(TASK DESCRIPTION): Return each record exactly as it appears, so that nothing is dropped or altered.

Referring expression data
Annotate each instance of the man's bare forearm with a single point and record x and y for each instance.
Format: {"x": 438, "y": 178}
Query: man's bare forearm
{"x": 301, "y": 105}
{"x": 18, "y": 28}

(ANSWER):
Annotate each instance of the man's bare forearm with a single point and record x and y for each instance.
Format: {"x": 438, "y": 178}
Query: man's bare forearm
{"x": 301, "y": 105}
{"x": 18, "y": 28}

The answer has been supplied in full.